◆ What you will do: Return every line of the records below that contains the string "between". Case counts, so only exact matches qualify.

◆ Dataset:
________________

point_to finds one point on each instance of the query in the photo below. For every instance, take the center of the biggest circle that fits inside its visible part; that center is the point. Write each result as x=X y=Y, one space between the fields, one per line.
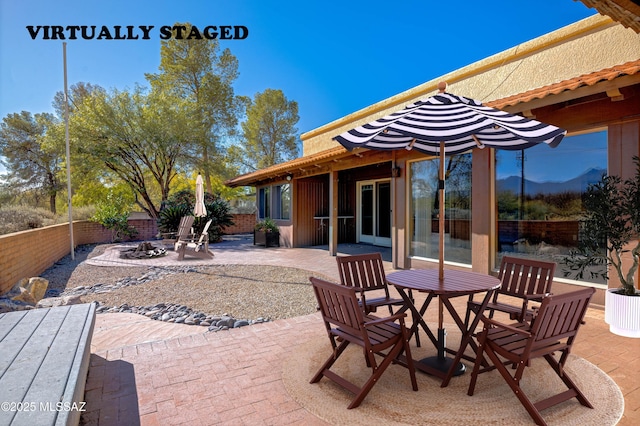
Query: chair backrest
x=525 y=276
x=339 y=306
x=205 y=231
x=365 y=271
x=560 y=316
x=184 y=228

________________

◆ Problem solution:
point_to finds one point on each instance of the query in the photo below. For every instance, take the center of the biggest circle that fits inside its visible part; that center is the point. Write each result as x=X y=Y, one space between the fields, one per line.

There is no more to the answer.